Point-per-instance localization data
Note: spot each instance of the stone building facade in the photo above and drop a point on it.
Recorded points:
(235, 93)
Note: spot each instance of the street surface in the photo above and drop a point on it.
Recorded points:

## Directions for this task
Every record must be output again with its wording unchanged.

## Solved exercise
Note: spot each instance of the stone building facade in the photo above and drop a point on it.
Recorded points:
(235, 93)
Note: spot each instance of the street surface in the photo above and drop a point on it.
Recorded points:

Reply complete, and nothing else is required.